_TEXT PASSAGE_.
******

Employee Attrition Prediction — HR Analytics

Problem Statement

Employee attrition costs companies 6–9 months of an employee's salary in hiring and training costs. This project builds a machine learning pipeline to predict which employees are at risk of leaving, enabling HR teams to take proactive retention measures before attrition occurs.

Business question: Can we predict employee attrition with enough accuracy and recall to make early intervention worthwhile?

Dataset

Source: IBM HR Analytics Employee Attrition Dataset (Kaggle)
Link: https://www.kaggle.com/datasets/pavansubhasht/ibm-hr-analytics-attrition-dataset
Size: 1,470 employees × 35 features
Target variable: Attrition (Yes/No) — 16.1% attrition rate (imbalanced)

Key features include:

Demographics: Age, Gender, MaritalStatus, Education
Job factors: Department, JobRole, JobLevel, OverTime
Satisfaction scores: JobSatisfaction, WorkLifeBalance, EnvironmentSatisfaction
Compensation: MonthlyIncome, StockOptionLevel, PercentSalaryHike
Tenure: YearsAtCompany, YearsWithCurrManager, TotalWorkingYears

Project Structure

hr-attrition-analysis/
│
├── data/
│   └── WA_Fn-UseC_-HR-Employee-Attrition.csv
│
├── EDA.ipynb                        # Exploratory data analysis
├── preprocessing.ipynb              # Cleaning and feature engineering
├── modelling.ipynb                  # Model training and evaluation
├── run_pipeline.py                  # Execute notebooks in sequence
│
├── outputs/
│   ├── figures/
│   │   ├── attrition_by_dept.png
│   │   ├── feature_importance.png
│   │   ├── confusion_matrix.png
│   │   └── roc_curve.png
│   └── model_comparison.csv
│
├── requirements.txt
└── README.md

Methodology

Raw Data → EDA → Preprocessing → Feature Engineering → Model Training
         → Evaluation → Feature Importance → Business Insights

1. Exploratory Data Analysis

Analysed distributions of all 35 features
Identified class imbalance (16.1% attrition rate)
Found key patterns: overtime, job level, and distance from home are strongly correlated with attrition

2. Preprocessing

Dropped constant columns: EmployeeCount, Over18, StandardHours
Label encoded all categorical variables
No missing values found in this dataset
Applied SMOTE to handle class imbalance in training set

3. Models Trained

Logistic Regression (baseline)
Random Forest Classifier
XGBoost Classifier (best performer)

Results

model	accuracy	precision	recall	f1_score	roc_auc
Logistic Regression	0.881	0.7727	0.3617	0.4928	0.8045
Random Forest	0.8367	0.4615	0.1277	0.2	0.803
XGBoost	0.8673	0.7857	0.234	0.3607	0.789

Random Forest was selected as the final model based on not much difference ROC-AUC and F1-score.

Key Findings

Top 5 factors driving attrition (by feature importance)

Rank	Feature	Insight
1	OverTime	Employees working overtime are 3x more likely to leave
2	MonthlyIncome	Lower income brackets show significantly higher attrition
3	Age	Younger employees (under 30) have highest attrition rates
4	YearsWithCurrManager	Attrition spikes in first 2 years under a new manager
5	WorkLifeBalance	Employees rating WLB as "Bad" leave at 2x the rate

Business Insights

Overtime is the single biggest risk factor. Employees on overtime have a 30.5% attrition rate vs 10.4% for those who don't — a 3x difference. Reducing mandatory overtime should be the first intervention.

******

_MATERIAL_.

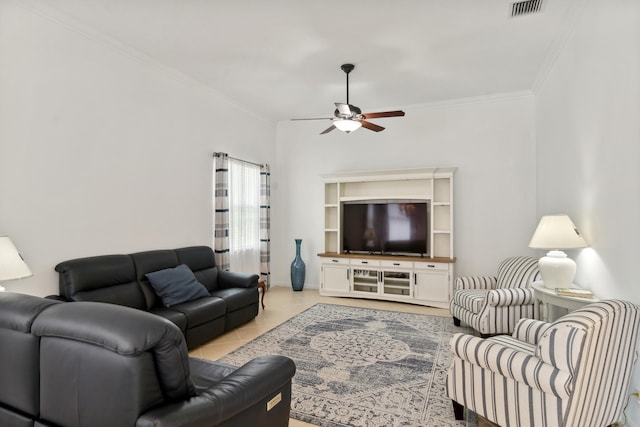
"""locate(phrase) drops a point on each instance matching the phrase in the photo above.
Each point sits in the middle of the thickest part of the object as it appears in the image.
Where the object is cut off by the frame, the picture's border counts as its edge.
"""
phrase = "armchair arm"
(253, 385)
(561, 344)
(476, 282)
(530, 330)
(230, 279)
(510, 363)
(509, 296)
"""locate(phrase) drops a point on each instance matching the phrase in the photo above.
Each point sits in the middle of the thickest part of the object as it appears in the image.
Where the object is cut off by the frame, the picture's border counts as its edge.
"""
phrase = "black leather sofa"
(122, 280)
(91, 364)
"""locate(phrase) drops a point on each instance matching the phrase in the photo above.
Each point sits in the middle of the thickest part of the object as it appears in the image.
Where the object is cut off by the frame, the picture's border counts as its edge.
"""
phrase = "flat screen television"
(393, 227)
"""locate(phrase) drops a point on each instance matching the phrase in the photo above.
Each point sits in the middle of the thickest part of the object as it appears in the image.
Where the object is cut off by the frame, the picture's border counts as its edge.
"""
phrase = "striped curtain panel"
(221, 216)
(265, 224)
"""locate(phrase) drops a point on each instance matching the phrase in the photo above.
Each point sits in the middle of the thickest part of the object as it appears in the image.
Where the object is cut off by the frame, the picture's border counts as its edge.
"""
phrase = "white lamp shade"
(12, 266)
(347, 125)
(557, 232)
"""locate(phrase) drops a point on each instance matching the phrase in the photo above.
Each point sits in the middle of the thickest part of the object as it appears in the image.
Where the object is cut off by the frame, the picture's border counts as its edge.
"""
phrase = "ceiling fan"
(348, 117)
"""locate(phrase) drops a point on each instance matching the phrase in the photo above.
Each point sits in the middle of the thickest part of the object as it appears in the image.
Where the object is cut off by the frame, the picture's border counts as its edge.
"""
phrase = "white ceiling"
(281, 58)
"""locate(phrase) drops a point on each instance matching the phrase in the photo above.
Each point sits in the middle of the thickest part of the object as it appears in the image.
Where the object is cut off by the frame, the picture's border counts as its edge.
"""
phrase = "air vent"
(525, 7)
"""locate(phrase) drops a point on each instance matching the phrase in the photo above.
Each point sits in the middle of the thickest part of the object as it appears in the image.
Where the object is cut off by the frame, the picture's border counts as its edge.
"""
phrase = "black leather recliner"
(120, 279)
(94, 364)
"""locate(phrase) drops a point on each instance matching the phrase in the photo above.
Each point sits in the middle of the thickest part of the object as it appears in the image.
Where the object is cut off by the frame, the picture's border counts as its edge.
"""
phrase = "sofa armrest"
(230, 279)
(561, 345)
(254, 385)
(509, 296)
(508, 362)
(57, 298)
(476, 282)
(530, 330)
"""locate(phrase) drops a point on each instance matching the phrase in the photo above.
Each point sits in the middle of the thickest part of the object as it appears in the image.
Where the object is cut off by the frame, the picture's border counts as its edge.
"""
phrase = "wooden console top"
(386, 257)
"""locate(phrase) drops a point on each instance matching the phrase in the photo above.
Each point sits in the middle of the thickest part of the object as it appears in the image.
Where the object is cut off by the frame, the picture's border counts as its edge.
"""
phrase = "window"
(244, 216)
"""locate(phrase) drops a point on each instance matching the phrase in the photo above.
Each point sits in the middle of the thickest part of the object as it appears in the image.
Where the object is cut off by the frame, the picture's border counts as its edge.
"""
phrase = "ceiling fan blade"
(343, 108)
(371, 126)
(396, 113)
(327, 130)
(315, 118)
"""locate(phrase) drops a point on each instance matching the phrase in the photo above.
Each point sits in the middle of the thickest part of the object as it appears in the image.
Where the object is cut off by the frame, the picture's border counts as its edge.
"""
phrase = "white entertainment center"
(418, 279)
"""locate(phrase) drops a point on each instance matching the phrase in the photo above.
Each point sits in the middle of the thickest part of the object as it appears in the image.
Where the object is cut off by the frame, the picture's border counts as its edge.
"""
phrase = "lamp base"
(557, 270)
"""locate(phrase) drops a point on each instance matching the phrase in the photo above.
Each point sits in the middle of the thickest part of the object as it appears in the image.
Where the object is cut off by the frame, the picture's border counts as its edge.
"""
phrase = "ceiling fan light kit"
(347, 125)
(348, 118)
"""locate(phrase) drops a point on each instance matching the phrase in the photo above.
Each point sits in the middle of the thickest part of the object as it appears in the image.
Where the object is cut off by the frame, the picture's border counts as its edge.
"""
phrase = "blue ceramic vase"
(298, 269)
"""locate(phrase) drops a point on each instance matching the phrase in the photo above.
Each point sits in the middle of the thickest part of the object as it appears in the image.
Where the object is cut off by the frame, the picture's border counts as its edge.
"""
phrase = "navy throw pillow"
(176, 285)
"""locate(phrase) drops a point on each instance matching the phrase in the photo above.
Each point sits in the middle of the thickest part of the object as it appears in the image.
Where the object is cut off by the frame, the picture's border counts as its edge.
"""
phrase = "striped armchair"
(493, 305)
(573, 372)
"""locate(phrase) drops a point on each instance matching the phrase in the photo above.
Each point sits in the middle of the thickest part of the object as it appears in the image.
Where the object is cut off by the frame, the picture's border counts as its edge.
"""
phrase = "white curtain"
(244, 216)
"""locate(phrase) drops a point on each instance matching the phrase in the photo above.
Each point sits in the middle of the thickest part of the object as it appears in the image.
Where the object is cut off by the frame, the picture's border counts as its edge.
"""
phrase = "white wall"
(491, 142)
(588, 148)
(102, 150)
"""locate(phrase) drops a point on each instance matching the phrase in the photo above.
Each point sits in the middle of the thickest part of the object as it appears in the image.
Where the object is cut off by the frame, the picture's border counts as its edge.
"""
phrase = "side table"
(262, 284)
(548, 297)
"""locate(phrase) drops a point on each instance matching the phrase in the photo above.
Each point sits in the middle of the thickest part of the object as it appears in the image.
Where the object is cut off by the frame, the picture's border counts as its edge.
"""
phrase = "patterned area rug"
(364, 368)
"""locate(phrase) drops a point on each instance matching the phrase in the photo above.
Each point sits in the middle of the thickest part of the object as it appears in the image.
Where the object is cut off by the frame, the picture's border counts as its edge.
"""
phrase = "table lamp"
(557, 232)
(12, 266)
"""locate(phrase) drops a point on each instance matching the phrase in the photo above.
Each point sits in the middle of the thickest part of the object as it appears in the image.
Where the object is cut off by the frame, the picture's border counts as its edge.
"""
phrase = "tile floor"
(281, 303)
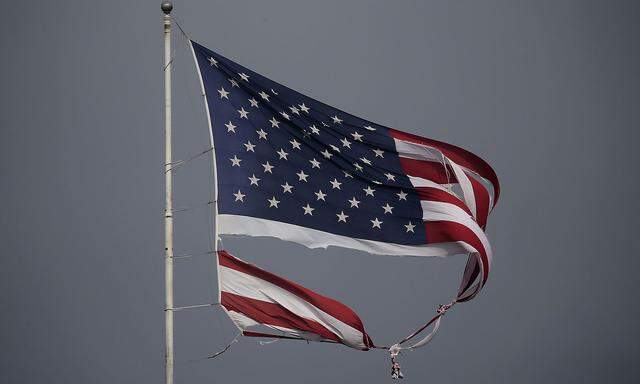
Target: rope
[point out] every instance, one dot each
(190, 255)
(191, 207)
(181, 163)
(176, 309)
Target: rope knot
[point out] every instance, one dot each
(394, 351)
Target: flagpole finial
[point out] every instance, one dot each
(166, 7)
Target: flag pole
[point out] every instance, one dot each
(166, 7)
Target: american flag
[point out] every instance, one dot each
(254, 297)
(294, 168)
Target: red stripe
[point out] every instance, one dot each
(429, 170)
(434, 194)
(471, 271)
(274, 314)
(457, 154)
(326, 304)
(448, 231)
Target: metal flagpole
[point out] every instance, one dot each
(168, 212)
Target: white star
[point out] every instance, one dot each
(308, 210)
(235, 161)
(302, 176)
(410, 227)
(254, 180)
(230, 127)
(243, 114)
(250, 146)
(262, 134)
(315, 163)
(282, 154)
(295, 144)
(268, 167)
(223, 94)
(286, 187)
(273, 202)
(239, 196)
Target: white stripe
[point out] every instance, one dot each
(416, 151)
(422, 152)
(439, 211)
(241, 320)
(313, 238)
(252, 287)
(465, 185)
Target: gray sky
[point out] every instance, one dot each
(546, 91)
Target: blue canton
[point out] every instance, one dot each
(286, 157)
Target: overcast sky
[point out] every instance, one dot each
(546, 91)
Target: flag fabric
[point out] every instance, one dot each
(254, 297)
(291, 167)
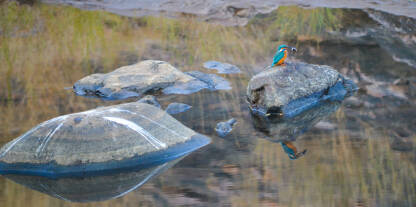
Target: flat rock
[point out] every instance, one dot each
(278, 129)
(236, 12)
(291, 89)
(99, 140)
(176, 108)
(149, 99)
(224, 68)
(132, 80)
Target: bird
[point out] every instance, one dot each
(281, 54)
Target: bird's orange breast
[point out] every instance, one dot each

******

_TASKS AND EXERCISES_.
1. Using the HR analytics text, answer each question.
(a) How many employees does the dataset cover?
(b) Which constant columns were dropped during preprocessing?
(c) What attrition rate is given for employees on overtime?
2. Decide whether each statement agrees with the HR analytics text. Answer yes or no, and quote the words that settle it.
(a) The dataset had missing values that had to be handled.
(b) SMOTE was applied to the training set to deal with class imbalance.
(c) Attrition costs companies about a full year of an employee's salary.

_THE RESPONSES_.
1.
(a) 1,470 employees
(b) EmployeeCount, Over18, and StandardHours
(c) 30.5%

2.
(a) No: "No missing values found in this dataset"
(b) Yes: "Applied SMOTE to handle class imbalance in training set"
(c) No: "Employee attrition costs companies 6–9 months of an employee's salary in hiring and training costs"